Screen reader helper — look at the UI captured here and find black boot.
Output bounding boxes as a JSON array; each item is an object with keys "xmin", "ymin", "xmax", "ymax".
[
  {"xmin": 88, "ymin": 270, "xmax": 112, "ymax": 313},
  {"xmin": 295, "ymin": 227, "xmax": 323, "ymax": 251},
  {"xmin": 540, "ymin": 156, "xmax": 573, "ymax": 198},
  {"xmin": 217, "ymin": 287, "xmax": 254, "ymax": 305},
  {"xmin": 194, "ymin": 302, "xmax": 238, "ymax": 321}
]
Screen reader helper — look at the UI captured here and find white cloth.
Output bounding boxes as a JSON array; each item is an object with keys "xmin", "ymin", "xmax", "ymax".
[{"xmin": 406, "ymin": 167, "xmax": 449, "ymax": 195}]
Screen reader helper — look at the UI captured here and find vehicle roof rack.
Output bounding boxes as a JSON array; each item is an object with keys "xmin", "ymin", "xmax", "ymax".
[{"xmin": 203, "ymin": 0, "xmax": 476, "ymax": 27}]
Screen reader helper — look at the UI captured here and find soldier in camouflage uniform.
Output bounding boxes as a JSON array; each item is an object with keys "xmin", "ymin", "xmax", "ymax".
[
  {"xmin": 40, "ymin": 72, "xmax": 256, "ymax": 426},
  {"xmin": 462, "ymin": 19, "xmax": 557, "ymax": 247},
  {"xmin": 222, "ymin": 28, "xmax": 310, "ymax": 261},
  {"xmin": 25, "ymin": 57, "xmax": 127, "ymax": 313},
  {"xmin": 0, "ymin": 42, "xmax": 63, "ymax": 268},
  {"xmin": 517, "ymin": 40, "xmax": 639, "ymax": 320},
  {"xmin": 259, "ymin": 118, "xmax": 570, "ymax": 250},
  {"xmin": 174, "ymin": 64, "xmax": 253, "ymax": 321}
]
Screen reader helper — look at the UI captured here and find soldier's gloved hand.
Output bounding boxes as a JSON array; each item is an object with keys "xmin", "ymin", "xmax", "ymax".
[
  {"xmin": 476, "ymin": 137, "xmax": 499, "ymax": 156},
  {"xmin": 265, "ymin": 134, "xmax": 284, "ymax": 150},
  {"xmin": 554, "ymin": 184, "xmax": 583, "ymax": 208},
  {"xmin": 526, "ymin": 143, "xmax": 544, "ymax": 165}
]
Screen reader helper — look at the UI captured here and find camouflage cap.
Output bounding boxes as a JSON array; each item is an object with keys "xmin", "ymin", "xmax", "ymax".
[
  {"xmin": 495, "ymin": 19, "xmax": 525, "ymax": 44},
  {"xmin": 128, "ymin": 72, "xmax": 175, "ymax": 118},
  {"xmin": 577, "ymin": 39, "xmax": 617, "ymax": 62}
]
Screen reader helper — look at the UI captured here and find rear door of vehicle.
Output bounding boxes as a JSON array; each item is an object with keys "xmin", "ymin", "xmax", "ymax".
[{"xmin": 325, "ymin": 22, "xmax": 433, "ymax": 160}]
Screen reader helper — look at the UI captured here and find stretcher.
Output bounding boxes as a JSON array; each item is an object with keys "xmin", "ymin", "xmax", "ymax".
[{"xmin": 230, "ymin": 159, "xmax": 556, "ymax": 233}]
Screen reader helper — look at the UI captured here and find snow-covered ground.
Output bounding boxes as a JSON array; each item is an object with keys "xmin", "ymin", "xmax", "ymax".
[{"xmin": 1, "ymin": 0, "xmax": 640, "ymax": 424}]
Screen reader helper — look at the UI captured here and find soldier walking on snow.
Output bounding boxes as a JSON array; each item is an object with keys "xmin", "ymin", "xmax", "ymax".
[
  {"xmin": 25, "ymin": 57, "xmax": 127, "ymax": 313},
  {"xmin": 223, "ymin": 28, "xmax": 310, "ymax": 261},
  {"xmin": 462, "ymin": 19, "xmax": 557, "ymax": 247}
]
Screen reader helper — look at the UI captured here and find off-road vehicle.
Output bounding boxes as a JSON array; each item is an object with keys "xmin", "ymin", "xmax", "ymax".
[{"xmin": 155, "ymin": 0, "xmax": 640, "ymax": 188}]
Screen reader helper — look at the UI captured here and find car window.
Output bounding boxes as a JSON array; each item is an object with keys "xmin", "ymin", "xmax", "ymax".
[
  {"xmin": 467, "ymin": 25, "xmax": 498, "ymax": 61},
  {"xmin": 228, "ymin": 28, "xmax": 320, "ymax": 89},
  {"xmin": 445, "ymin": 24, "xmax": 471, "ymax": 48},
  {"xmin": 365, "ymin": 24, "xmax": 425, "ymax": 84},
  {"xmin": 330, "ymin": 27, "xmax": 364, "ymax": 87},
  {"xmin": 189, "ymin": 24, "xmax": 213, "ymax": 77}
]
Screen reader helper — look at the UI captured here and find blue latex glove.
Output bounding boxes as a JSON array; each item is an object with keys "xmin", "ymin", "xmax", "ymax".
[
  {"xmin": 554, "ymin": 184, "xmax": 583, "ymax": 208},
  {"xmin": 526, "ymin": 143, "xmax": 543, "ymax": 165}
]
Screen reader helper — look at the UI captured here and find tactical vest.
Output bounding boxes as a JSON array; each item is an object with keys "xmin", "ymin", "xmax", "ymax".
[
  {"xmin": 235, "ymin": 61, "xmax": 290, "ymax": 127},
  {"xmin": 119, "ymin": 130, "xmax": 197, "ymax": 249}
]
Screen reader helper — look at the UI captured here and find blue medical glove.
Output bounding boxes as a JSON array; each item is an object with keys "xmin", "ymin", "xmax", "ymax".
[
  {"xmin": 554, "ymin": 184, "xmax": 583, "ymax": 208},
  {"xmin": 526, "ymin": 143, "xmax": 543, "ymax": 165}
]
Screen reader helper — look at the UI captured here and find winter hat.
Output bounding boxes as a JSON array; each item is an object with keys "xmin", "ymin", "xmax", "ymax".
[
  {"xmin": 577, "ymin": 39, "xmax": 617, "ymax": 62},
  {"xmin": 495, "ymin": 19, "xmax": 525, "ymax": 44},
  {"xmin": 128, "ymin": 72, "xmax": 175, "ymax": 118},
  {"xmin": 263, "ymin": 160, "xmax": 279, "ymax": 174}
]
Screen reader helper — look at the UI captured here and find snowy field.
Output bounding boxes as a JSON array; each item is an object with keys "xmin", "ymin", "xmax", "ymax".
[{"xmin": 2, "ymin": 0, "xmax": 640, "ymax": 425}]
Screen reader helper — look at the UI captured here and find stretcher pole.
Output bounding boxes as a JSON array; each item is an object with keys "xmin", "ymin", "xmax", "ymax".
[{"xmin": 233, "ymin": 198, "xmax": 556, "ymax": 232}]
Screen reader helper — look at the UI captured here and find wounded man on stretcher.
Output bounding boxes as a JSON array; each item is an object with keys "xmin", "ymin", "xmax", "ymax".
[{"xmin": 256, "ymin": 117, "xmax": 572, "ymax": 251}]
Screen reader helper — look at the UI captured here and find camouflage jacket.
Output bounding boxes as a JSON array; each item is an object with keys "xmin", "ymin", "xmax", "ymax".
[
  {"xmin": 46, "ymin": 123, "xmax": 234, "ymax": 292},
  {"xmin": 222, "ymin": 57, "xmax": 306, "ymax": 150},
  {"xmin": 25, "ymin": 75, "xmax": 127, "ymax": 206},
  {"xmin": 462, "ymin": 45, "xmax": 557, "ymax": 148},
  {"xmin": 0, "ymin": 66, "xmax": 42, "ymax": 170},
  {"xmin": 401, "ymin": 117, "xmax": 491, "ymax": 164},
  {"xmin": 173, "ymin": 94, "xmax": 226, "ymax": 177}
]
——
Working from the records above, write out verbatim only the lines from the line containing "find winter hat." through the line containing "man on stretcher.".

Screen reader helper — look at the UI captured here and find winter hat.
Output bounding boxes as a JSON array; each item is an object with keys "xmin", "ymin", "xmax", "ymax".
[
  {"xmin": 577, "ymin": 39, "xmax": 617, "ymax": 62},
  {"xmin": 495, "ymin": 19, "xmax": 525, "ymax": 44},
  {"xmin": 128, "ymin": 72, "xmax": 175, "ymax": 118},
  {"xmin": 263, "ymin": 160, "xmax": 279, "ymax": 174}
]
Screen reader helper — look at the UI captured here and find snowy field.
Output bounding boxes as a JSON array; each item is an object with keys "xmin", "ymin", "xmax", "ymax".
[{"xmin": 2, "ymin": 0, "xmax": 640, "ymax": 425}]
Screen reader helper — look at the UI captured here and find stretcher pole.
Output bounding boxes as a JSON array; each item is an object with keys "xmin", "ymin", "xmax", "ymax".
[{"xmin": 233, "ymin": 198, "xmax": 556, "ymax": 232}]
Screen reader helper — look at the UI captured here and find wounded man on stretcher.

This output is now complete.